Saved entries:
--------------------------------------------------

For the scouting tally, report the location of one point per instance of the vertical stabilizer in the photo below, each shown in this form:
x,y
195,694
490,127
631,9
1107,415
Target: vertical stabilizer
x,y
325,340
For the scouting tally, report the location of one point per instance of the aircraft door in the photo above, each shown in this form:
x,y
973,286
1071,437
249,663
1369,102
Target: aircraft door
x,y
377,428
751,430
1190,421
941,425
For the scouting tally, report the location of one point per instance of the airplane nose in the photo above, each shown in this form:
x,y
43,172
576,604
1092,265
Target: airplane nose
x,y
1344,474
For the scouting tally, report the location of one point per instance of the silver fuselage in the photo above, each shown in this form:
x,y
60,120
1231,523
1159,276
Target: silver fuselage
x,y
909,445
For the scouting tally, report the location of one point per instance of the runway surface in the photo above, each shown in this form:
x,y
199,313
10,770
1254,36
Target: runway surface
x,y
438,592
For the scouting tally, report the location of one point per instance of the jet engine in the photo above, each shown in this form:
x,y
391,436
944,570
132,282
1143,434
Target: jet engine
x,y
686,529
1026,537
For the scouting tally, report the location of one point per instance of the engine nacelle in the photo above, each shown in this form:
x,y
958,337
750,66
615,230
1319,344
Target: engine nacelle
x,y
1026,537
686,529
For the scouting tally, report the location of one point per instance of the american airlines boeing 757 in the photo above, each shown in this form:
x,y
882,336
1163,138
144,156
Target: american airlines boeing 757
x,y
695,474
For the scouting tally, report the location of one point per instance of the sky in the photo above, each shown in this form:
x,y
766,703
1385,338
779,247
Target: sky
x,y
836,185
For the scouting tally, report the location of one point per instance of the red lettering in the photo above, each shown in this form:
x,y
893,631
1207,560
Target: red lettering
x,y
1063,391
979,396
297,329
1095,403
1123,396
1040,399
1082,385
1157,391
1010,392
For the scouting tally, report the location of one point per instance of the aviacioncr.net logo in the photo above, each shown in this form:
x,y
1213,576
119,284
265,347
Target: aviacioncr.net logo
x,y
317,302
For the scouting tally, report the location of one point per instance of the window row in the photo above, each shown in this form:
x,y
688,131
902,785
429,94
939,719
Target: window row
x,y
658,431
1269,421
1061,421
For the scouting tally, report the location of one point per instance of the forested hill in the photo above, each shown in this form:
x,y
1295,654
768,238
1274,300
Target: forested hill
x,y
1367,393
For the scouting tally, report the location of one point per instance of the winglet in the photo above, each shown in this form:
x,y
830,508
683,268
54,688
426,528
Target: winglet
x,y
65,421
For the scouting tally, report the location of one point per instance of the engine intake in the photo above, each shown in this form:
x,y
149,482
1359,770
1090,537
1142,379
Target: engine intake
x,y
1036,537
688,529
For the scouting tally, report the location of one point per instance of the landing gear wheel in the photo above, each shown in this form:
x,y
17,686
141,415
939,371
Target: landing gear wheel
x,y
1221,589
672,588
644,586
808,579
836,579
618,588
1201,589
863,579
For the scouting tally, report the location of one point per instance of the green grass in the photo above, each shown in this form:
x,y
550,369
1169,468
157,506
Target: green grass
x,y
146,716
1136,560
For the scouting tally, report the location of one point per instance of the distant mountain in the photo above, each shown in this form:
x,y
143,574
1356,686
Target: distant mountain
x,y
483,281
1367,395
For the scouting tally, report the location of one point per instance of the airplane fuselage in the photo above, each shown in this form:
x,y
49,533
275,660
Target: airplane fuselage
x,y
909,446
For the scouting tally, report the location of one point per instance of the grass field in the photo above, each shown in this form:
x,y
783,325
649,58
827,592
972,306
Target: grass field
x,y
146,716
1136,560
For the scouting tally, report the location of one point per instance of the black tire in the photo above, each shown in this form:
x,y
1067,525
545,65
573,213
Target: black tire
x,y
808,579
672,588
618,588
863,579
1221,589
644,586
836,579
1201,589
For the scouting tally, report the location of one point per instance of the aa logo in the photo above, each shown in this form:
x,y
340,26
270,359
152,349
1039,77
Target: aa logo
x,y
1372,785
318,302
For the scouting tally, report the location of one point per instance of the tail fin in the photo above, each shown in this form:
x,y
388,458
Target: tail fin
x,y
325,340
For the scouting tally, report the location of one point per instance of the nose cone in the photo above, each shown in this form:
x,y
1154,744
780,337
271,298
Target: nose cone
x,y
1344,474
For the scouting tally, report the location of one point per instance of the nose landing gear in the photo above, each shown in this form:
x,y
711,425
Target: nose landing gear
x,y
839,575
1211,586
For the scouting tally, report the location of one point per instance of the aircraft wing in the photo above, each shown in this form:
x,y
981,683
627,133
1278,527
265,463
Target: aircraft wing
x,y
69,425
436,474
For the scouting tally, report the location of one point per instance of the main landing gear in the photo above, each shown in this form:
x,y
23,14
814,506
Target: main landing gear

--------------------------------------------------

◆ BRIEF ◆
Which lines above hold the string "main"? Copy each of them.

◆ EXERCISE ANSWER ◆
For the scouting tally, report the location of one point per instance of the main landing gear in the photo above, each shown in this form:
Target: main landing gear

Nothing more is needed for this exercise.